INPUT FOR THIS TASK below:
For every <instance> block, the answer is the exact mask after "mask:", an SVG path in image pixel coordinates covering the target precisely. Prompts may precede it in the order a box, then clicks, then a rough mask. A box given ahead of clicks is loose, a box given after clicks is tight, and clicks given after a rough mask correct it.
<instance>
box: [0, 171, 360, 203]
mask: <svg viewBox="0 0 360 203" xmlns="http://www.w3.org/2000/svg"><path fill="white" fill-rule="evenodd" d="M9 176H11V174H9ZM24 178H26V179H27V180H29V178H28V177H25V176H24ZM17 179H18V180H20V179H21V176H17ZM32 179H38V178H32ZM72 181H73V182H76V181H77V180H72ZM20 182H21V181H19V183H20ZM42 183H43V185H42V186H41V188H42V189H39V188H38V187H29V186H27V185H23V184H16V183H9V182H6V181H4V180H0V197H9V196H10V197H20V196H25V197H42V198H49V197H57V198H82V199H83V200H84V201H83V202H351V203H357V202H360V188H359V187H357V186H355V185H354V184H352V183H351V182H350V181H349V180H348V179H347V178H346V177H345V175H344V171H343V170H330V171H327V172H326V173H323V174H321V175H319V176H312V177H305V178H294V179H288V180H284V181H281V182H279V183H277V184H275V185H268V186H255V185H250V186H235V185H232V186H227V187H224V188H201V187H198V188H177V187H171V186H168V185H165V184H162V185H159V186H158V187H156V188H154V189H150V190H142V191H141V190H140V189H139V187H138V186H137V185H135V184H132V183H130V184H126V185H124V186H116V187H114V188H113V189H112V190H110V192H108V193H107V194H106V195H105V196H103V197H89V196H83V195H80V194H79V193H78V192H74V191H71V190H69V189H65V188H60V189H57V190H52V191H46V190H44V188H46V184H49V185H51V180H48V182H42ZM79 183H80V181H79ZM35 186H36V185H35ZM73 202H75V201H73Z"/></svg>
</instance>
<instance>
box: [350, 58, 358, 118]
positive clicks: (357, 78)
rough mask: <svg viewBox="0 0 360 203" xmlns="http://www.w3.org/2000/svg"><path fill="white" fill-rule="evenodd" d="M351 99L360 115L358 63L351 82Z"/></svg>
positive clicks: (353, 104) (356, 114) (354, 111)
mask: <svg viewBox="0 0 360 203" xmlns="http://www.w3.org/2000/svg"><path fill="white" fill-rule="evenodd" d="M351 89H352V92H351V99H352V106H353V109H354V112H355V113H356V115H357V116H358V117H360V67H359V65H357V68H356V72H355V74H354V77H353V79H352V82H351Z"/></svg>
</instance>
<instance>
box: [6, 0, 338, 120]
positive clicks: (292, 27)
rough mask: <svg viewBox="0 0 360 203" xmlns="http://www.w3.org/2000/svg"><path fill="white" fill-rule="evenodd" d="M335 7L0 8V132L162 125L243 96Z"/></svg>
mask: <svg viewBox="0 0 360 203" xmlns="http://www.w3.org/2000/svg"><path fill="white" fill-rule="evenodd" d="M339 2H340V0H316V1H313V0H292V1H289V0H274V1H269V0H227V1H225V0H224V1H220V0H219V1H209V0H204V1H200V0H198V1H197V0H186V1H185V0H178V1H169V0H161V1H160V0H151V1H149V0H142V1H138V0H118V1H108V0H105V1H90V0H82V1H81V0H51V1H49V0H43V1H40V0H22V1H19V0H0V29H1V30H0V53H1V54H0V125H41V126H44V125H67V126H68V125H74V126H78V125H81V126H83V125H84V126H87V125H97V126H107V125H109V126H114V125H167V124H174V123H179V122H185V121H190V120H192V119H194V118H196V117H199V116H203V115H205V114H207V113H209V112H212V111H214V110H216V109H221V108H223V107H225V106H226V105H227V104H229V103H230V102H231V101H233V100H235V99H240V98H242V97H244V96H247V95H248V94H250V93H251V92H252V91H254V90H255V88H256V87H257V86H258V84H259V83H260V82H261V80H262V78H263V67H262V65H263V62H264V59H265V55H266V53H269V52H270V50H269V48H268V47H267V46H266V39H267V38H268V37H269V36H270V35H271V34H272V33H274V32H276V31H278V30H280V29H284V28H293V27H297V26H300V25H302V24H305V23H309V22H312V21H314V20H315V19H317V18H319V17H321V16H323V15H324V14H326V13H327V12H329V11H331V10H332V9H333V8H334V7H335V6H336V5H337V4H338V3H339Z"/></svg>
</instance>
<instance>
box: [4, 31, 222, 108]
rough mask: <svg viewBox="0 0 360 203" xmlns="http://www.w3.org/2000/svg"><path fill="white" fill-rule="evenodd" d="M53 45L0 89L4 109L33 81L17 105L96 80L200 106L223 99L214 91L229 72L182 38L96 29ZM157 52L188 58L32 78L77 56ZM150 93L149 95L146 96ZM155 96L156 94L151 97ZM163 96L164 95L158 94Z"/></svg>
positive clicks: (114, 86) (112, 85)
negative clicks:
End of INPUT FOR THIS TASK.
INPUT FOR THIS TASK below:
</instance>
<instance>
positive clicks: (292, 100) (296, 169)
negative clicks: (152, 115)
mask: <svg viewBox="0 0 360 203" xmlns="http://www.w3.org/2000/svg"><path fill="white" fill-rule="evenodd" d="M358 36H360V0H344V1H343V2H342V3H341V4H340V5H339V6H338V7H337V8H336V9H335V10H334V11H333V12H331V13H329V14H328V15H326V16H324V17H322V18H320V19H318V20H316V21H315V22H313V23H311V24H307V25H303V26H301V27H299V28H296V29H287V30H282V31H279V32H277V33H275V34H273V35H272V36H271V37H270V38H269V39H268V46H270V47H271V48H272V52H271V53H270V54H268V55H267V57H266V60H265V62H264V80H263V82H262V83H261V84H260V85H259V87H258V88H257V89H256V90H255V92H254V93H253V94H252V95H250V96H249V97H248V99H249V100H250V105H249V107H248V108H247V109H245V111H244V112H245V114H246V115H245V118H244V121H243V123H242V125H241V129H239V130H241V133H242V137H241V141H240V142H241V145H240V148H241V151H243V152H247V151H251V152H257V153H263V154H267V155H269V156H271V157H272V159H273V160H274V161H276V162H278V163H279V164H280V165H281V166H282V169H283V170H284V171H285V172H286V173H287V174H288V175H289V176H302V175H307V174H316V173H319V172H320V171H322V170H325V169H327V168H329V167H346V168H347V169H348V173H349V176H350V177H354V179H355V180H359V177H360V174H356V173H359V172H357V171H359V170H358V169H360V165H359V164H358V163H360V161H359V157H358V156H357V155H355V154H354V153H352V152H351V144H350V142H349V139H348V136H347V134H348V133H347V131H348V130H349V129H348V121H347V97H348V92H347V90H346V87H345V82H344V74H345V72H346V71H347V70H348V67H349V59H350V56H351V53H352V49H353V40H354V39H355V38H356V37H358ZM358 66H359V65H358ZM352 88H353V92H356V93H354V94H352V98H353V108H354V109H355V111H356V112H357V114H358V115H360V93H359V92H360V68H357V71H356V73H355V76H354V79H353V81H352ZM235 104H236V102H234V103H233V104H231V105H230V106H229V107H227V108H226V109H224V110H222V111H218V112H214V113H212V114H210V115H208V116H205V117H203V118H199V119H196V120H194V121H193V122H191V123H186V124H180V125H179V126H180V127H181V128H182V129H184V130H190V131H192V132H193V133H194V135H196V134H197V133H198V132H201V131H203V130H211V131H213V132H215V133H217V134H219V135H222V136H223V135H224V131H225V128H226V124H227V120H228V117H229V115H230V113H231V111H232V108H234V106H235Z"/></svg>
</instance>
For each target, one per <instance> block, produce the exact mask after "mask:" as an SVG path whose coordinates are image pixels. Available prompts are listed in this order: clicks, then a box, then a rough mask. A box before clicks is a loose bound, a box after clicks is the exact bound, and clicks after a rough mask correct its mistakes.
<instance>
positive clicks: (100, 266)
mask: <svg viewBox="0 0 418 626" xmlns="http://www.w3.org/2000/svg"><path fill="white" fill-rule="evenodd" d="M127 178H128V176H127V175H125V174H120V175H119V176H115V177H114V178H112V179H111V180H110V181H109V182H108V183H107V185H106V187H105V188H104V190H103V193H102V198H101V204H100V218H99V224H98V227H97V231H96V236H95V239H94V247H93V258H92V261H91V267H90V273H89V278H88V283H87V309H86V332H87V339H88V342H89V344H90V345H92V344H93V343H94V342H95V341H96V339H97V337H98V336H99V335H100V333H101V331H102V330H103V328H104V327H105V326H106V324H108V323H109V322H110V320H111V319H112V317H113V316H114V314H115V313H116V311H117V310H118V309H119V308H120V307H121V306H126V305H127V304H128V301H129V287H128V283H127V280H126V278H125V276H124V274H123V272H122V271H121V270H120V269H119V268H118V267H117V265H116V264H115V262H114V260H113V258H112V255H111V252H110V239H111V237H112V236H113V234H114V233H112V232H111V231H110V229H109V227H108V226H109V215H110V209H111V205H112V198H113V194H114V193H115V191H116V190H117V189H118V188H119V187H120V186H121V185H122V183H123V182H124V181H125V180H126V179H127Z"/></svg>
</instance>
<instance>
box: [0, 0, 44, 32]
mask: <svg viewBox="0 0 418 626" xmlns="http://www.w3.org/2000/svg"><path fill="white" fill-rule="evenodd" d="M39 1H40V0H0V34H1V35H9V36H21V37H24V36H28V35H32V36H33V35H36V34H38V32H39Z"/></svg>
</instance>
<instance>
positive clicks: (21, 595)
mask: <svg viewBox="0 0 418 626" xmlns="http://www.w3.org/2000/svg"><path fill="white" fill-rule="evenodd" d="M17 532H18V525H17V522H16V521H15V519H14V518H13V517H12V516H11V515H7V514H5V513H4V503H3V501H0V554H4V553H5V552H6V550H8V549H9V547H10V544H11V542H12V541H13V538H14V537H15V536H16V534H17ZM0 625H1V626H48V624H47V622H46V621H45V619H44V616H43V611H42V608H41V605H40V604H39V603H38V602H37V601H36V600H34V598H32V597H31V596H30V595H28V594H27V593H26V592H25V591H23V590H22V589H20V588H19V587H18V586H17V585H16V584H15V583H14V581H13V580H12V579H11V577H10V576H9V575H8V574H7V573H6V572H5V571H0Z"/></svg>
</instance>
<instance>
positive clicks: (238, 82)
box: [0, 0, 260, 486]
End of INPUT FOR THIS TASK.
INPUT FOR THIS TASK below:
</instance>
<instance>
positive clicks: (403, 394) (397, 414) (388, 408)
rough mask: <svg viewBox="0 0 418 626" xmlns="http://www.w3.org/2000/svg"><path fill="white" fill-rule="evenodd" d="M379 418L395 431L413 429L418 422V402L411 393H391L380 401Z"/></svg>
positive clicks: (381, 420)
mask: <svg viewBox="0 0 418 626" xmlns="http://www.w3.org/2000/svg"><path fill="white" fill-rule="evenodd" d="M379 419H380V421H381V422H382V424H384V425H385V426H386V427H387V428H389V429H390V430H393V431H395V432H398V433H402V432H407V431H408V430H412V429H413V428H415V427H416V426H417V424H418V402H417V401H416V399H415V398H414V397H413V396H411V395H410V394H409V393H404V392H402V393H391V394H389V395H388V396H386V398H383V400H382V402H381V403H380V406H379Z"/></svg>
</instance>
End of INPUT FOR THIS TASK.
• _TASK DIRECTIONS_
Tally the lines in the listing above that contain the word "correct" and give only that number.

• _TASK RESPONSE_
2